Stored records —

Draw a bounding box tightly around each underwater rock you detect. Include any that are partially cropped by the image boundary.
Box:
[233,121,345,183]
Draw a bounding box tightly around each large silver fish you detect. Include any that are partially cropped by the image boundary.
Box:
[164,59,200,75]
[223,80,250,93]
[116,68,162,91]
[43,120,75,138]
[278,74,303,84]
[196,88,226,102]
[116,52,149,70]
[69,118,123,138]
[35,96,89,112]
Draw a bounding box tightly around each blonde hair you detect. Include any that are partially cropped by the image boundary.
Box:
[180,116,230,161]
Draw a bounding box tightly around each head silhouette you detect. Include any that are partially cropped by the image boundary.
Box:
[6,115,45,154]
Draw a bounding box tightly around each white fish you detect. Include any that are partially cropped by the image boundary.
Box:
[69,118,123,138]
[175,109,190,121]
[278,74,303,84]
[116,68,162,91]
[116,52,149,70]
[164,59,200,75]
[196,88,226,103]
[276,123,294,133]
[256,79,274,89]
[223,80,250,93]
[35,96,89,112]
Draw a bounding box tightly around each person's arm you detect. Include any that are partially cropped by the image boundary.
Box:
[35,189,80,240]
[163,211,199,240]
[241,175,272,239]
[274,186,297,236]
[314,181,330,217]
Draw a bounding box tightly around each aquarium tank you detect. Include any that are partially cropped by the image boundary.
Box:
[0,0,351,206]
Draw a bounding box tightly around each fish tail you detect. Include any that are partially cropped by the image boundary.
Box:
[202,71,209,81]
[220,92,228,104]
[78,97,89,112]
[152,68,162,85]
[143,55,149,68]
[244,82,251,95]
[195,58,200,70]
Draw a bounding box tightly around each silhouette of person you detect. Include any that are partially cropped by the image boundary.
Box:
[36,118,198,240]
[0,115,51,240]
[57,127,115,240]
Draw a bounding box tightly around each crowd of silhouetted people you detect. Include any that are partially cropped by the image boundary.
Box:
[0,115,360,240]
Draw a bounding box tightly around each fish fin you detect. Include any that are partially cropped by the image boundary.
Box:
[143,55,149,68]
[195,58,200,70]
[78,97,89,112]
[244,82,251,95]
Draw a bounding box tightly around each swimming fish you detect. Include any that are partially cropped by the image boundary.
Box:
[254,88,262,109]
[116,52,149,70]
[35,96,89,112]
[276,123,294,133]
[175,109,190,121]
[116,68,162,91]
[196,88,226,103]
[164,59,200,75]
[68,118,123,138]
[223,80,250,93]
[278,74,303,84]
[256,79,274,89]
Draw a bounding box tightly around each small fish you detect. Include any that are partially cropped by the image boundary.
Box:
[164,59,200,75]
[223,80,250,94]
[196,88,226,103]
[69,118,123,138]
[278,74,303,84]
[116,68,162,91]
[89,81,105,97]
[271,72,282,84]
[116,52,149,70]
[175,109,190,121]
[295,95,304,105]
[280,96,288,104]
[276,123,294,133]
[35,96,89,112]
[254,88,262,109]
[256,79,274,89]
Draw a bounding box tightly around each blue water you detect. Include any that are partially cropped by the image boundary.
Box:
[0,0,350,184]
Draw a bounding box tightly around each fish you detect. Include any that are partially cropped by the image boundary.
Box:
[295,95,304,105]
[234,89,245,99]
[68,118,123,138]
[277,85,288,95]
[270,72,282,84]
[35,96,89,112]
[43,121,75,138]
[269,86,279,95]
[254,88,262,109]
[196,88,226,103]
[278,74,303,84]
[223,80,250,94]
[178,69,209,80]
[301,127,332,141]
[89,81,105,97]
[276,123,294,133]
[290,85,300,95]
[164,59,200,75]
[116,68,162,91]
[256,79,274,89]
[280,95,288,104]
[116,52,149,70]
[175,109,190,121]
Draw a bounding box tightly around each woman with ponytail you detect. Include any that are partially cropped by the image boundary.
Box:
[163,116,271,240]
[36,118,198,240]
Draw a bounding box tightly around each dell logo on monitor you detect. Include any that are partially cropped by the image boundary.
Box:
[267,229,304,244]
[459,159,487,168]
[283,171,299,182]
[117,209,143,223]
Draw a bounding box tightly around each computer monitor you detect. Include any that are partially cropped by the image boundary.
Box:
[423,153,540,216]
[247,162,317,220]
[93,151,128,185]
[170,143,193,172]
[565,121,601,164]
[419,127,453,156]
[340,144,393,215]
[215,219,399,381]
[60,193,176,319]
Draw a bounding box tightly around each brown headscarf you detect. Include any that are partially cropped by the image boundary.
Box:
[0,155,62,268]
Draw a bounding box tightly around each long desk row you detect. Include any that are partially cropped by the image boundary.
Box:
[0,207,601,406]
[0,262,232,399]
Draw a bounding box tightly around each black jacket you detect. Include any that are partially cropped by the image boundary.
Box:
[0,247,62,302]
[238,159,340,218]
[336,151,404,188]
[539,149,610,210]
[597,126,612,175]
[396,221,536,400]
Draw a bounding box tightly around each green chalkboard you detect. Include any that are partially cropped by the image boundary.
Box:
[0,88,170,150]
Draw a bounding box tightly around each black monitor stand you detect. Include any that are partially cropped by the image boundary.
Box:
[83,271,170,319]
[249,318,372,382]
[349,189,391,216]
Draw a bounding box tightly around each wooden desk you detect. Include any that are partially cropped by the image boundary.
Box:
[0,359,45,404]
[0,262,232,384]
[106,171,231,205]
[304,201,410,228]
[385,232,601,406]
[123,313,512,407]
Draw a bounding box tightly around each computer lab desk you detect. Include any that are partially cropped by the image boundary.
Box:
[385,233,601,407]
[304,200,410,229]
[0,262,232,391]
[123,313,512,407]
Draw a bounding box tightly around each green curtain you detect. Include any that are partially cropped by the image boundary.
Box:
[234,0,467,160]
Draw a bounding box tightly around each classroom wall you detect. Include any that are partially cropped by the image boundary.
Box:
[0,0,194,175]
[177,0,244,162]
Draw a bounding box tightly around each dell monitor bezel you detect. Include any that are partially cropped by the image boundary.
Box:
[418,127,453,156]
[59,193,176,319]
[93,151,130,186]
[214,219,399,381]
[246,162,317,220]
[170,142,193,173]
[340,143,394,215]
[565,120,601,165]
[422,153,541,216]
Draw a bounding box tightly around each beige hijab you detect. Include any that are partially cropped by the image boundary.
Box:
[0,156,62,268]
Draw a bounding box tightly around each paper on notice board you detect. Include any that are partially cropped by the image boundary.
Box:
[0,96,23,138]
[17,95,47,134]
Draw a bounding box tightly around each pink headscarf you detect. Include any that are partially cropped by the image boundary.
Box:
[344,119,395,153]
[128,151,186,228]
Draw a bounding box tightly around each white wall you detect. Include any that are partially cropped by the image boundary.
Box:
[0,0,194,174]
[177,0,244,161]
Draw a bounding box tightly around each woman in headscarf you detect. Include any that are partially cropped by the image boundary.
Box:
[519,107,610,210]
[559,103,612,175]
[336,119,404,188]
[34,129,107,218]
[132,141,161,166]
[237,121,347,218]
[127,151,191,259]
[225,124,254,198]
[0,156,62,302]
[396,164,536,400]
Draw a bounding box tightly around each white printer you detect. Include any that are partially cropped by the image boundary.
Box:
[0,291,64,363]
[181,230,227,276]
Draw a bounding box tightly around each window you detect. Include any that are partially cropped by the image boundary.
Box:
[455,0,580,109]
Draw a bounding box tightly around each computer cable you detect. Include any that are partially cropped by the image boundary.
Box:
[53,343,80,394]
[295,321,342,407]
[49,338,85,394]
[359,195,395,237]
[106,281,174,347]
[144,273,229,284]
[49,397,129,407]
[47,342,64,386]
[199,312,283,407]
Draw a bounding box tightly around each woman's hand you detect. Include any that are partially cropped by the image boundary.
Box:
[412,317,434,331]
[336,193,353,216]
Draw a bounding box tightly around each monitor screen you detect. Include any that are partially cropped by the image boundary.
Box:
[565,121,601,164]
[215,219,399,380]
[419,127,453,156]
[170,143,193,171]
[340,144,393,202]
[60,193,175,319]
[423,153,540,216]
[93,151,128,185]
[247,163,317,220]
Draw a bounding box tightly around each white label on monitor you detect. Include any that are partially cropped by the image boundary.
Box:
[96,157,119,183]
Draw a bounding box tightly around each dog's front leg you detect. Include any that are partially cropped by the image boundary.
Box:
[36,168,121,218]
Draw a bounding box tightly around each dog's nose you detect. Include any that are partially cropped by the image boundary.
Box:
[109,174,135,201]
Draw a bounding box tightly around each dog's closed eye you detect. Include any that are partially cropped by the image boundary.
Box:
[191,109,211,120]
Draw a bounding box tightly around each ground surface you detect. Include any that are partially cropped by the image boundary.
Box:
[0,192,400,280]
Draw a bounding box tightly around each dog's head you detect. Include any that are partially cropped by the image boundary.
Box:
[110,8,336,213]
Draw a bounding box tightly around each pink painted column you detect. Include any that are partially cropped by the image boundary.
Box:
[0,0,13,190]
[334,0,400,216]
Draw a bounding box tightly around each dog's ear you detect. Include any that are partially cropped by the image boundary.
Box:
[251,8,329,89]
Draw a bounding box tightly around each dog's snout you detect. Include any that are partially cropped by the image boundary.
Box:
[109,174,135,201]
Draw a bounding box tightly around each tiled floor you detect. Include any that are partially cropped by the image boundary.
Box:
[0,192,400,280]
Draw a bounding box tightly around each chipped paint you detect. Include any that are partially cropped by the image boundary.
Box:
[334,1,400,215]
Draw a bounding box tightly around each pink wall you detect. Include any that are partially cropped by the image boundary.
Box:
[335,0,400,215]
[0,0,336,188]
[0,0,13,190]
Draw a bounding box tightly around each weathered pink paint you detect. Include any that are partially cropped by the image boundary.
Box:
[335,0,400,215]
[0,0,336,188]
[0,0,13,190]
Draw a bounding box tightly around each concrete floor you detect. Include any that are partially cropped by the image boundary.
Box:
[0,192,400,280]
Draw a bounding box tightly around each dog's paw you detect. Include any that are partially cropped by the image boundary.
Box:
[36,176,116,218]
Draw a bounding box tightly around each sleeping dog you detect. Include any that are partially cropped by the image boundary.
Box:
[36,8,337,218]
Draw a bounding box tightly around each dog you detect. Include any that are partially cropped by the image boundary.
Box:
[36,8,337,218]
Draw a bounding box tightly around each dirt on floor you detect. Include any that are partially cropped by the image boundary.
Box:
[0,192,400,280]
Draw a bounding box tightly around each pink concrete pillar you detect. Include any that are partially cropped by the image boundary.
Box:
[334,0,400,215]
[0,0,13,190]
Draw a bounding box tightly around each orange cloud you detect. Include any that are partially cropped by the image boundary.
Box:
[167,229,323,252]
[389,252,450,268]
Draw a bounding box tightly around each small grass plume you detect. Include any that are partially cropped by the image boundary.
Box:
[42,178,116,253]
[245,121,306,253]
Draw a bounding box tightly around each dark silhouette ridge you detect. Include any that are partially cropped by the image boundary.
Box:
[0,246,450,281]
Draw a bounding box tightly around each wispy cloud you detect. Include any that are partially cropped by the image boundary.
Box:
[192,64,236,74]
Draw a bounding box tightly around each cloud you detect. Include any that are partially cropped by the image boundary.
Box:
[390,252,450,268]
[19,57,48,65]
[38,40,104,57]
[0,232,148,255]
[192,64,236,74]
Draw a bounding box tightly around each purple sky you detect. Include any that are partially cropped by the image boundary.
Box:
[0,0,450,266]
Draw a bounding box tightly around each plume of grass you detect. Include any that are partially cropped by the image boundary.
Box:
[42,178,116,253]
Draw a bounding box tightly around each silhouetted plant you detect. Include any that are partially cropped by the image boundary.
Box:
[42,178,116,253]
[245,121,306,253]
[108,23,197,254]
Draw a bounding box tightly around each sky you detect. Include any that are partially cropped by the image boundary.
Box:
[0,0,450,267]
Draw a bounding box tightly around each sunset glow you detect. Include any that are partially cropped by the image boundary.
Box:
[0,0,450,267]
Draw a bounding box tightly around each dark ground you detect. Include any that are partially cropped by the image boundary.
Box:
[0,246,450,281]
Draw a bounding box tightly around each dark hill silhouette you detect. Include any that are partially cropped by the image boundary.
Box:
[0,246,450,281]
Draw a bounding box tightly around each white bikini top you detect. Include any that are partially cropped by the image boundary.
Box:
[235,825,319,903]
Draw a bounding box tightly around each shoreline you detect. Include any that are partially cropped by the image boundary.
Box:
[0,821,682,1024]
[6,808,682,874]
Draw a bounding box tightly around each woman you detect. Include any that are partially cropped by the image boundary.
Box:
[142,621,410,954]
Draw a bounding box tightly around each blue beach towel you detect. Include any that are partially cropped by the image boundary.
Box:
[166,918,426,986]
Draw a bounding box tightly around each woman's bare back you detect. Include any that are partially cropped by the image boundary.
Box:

Exercise task — Format the lines starting at the one containing "Draw a bounding box tightly around each dog's paw" and ending at the one containing "[36,176,116,218]" as a two-column CSV with the header row instruction,box. Each instruction and its box go in one row, each value in its own quoted field, with any line breaks replaced by spaces.

Written solution —
instruction,box
"Draw a bounding box tightly around each dog's paw you detect. Include any that are partially cropped by the image boundary. Box:","[36,176,116,218]"